Fragment dokumentu —

========

KĘBŁOWSKI: Ustawa spopularyzowałaby budżet, ale nie rozwiązałaby jego problemów i wad. Postawiłaby na ilość, nie jakość, propagując inicjatywę o spłyconym charakterze.
To świetnie, że budżet partycypacyjny — pod nazwą “obywatelski” — dotarł wreszcie do Polski. W ciągu niespełna dwóch lat zainteresowanie tą praktyką w naszym kraju przerosło najśmielsze oczekiwanie nawet największych jej entuzjastów.
Polski budżet obywatelski ma wady
Wydawałoby się, że popularyzacja budżetu partycypacyjnego to zjawisko pozytywne, bo skoro im więcej miast weń się zaangażuje, tym większy będzie wpływ mieszkańców na rozwój ich samorządów. Problem jednak w tym, że pod szyldem budżetu partycypacyjnego po Polsce krąży praktyka, która stanowi bardzo uproszczoną i spłyconą wersję tego, czym budżet partycypacyjny jest w wielu miastach Brazylii, czy — by nie szukać zbyt daleko — Hiszpanii i Francji. Polskie budżety partycypacyjne mają sporo wad.
• Po pierwsze, nie opierają się na dyskusji i efekcie deliberacji pomiędzy mieszkańcami. Ich spotkania mają zdecydowanie mniejsze znaczenie niż powszechne, tajne głosowanie.
• Po drugie, powielają podział na urzędników ustalających “reguły gry” (m.in. zasady przeprowadzenia budżetu partycypacyjnego, jego tematykę, czy kryteria wyboru składanych w jego ramach propozycji) i mieszkańców, którzy tym regułom muszą się podporządkować — zamiast budować przestrzeń, w ramach której wszyscy uczestnicy budżetu partycypacyjnego są traktowani jak równorzędni partnerzy i żaden z “aktorów” nie jest uprzywilejowany. Tym samym, mieszkańcy nie stają się współodpowiedzialni za miasto — odpowiedzialność ta niezmiennie leży po stronie urzędników.

========

Wyodrębnione dane —

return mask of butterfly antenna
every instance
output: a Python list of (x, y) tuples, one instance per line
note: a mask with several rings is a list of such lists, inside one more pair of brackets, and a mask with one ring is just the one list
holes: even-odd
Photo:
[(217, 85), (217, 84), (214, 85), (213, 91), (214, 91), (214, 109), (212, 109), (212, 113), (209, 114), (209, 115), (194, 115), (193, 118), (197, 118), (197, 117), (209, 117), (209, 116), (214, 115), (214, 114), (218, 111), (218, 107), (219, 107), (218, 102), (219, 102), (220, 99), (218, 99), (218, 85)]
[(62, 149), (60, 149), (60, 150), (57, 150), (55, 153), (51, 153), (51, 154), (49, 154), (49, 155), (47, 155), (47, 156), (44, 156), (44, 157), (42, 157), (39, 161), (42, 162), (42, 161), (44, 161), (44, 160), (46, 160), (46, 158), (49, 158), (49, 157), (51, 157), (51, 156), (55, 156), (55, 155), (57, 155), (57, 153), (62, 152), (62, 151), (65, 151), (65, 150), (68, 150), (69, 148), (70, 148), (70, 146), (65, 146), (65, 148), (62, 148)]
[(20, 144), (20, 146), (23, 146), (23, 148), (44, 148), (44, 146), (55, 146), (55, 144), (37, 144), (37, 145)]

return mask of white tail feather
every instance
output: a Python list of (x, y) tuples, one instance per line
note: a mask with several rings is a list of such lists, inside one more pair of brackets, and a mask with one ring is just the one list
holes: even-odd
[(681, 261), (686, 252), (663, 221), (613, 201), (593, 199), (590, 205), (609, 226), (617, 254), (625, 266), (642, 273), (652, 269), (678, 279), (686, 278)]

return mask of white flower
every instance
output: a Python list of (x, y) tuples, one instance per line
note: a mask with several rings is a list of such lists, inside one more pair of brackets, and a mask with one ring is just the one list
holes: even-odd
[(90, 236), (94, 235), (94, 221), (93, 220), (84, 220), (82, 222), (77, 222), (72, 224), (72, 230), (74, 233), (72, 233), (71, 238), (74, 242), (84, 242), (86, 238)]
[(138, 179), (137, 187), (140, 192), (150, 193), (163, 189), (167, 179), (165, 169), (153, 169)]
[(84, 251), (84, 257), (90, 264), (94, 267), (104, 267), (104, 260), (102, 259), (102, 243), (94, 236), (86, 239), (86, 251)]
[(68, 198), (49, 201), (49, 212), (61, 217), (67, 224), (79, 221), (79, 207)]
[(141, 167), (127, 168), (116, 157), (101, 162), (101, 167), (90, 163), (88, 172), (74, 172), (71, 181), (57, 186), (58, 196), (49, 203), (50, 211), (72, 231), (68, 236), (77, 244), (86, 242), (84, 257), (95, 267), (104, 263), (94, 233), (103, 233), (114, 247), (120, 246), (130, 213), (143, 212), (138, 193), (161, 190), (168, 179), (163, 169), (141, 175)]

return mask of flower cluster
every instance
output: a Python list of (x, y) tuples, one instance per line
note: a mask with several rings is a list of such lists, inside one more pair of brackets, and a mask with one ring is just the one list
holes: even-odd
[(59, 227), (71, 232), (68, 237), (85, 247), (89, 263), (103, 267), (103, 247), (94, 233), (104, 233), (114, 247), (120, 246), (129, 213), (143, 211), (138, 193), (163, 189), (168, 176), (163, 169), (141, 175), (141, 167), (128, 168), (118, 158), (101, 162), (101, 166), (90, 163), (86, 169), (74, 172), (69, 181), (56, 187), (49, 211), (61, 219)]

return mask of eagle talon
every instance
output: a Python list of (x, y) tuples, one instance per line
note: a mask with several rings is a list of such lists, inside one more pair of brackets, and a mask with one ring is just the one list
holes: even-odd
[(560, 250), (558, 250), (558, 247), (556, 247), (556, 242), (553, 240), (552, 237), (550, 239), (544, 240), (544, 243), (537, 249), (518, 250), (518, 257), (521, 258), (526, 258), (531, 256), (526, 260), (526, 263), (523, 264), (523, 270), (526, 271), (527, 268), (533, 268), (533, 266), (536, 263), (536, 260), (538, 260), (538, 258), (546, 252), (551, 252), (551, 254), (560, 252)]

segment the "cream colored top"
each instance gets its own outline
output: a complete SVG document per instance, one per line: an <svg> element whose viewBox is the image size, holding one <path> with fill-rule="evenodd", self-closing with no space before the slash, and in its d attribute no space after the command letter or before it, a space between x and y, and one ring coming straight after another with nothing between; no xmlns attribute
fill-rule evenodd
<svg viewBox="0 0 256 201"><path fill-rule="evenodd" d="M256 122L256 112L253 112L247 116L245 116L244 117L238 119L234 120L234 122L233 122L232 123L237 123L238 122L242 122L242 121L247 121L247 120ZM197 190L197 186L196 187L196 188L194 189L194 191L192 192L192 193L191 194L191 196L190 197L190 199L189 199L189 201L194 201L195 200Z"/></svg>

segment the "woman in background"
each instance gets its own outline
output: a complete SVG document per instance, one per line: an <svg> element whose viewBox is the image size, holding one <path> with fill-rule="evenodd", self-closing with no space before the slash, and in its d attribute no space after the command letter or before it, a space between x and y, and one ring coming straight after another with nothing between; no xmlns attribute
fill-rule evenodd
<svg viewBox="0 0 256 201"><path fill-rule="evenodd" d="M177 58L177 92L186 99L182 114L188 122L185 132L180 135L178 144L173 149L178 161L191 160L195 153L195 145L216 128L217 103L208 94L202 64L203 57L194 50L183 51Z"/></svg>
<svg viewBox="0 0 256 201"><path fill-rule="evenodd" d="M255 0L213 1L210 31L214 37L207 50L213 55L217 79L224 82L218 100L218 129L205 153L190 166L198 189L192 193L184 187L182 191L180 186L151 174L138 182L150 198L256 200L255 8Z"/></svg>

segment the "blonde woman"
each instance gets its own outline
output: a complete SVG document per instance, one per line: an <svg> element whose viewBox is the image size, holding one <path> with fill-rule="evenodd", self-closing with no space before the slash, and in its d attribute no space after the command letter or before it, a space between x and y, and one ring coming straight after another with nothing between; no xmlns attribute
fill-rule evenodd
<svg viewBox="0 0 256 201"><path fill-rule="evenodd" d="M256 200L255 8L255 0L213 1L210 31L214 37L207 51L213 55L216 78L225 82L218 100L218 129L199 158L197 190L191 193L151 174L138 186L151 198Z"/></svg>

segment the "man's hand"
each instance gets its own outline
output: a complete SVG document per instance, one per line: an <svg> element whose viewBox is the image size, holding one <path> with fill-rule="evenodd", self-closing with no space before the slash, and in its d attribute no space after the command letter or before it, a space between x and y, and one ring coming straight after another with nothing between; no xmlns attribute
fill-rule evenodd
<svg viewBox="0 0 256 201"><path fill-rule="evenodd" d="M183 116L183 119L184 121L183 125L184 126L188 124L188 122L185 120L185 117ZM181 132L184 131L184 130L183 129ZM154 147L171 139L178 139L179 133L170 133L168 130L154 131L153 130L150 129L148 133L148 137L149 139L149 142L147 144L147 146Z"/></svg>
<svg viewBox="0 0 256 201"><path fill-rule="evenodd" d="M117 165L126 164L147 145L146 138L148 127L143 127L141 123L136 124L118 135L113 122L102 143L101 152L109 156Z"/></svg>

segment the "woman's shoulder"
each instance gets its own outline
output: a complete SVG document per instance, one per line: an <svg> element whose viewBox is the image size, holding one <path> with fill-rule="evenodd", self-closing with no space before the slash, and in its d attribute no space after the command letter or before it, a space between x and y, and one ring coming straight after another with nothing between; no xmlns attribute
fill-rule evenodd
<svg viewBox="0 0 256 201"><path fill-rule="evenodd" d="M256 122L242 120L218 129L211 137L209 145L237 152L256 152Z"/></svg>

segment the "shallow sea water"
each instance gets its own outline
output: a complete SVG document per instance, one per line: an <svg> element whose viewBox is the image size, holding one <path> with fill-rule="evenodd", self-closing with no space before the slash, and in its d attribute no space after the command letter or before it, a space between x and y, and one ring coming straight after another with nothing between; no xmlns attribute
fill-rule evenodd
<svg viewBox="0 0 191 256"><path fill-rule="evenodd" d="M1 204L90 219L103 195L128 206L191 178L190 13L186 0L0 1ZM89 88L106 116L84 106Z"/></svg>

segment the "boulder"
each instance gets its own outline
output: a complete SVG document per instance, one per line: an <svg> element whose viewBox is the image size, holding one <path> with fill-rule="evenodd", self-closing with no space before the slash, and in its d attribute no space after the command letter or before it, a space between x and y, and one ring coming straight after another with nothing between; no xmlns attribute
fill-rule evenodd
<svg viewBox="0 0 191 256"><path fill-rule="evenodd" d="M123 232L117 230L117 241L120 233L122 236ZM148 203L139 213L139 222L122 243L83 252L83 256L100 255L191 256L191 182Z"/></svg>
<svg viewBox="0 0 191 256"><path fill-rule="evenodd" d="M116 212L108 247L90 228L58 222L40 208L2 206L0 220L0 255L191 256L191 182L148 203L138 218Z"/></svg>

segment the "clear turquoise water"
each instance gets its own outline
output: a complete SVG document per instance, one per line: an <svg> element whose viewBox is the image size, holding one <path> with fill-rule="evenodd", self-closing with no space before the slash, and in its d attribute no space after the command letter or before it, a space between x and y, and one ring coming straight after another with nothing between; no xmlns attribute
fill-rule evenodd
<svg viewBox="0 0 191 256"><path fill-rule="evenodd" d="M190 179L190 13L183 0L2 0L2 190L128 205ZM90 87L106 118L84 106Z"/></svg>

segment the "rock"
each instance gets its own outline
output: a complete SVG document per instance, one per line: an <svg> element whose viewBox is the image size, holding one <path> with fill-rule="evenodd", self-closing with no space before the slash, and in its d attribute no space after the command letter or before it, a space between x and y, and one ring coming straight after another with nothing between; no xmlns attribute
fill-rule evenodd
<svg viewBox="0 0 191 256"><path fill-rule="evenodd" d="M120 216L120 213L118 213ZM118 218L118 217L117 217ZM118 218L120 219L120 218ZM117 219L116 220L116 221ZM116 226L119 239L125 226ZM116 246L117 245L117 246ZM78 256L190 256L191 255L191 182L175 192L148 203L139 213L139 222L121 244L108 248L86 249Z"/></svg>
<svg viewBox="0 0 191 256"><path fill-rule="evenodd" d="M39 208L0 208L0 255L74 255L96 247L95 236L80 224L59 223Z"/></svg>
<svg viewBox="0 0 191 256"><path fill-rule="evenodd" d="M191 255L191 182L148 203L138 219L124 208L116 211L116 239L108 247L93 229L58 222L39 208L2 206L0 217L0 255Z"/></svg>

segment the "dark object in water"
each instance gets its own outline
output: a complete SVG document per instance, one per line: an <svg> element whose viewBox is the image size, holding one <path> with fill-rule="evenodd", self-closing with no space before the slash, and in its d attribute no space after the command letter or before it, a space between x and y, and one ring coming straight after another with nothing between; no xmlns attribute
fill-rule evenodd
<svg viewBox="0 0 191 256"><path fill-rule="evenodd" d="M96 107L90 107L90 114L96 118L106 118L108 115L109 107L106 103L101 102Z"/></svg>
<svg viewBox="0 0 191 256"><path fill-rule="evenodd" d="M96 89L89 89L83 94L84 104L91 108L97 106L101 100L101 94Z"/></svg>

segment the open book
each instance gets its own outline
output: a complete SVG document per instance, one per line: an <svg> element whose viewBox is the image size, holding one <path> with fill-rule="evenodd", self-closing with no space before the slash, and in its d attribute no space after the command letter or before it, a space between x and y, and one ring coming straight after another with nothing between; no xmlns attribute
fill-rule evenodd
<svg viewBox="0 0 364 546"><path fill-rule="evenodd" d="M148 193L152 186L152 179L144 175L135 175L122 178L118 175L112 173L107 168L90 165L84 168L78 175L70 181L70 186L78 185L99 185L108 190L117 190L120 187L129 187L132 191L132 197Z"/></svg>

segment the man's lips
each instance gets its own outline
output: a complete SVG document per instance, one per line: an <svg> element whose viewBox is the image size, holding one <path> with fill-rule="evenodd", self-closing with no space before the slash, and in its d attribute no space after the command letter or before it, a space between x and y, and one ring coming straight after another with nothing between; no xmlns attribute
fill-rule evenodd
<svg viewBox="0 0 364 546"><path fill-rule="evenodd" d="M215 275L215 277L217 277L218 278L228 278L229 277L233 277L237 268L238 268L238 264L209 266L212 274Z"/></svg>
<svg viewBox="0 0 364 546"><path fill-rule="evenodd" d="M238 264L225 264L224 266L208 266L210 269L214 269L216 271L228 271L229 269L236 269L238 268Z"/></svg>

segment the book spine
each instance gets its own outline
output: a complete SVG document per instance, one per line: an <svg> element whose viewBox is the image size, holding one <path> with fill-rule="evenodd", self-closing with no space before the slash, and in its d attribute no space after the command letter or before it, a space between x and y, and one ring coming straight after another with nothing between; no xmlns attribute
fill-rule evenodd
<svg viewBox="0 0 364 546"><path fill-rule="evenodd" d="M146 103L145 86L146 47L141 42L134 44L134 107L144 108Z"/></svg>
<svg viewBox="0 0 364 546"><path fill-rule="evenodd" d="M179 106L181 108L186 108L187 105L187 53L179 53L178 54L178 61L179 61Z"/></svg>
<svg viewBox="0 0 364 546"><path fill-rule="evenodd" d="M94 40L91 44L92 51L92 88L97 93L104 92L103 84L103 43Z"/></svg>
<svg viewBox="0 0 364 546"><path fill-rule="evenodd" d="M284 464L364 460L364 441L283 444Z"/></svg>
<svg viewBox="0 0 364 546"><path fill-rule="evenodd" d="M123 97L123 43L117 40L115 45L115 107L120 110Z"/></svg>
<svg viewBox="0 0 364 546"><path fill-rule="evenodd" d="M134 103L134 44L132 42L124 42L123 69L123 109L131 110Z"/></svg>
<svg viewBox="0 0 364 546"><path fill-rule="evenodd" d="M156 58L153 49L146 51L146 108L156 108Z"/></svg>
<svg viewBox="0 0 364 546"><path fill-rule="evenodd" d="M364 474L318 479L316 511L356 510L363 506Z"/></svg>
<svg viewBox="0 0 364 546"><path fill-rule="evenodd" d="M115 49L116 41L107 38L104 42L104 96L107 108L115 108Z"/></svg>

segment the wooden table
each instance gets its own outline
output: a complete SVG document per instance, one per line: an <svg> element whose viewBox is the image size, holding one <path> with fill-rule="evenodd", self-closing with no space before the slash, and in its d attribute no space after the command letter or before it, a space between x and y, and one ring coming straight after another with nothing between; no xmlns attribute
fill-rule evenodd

========

Odpowiedz krótko na pytania dotyczące fragmentu o budżecie partycypacyjnym, numerując odpowiedzi tak samo jak pytania.
1. Pod jaką nazwą budżet partycypacyjny dotarł do Polski?
2. W jakim czasie zainteresowanie tą praktyką w Polsce przerosło oczekiwania jej entuzjastów?
3. Co ma zdecydowanie większe znaczenie niż spotkania mieszkańców?
Wiersze pochodzą z innego źródła niż fragment.

Odpowiedź końcowa —
1. Pod nazwą „obywatelski”.
2. W ciągu niespełna dwóch lat.
3. Powszechne, tajne głosowanie.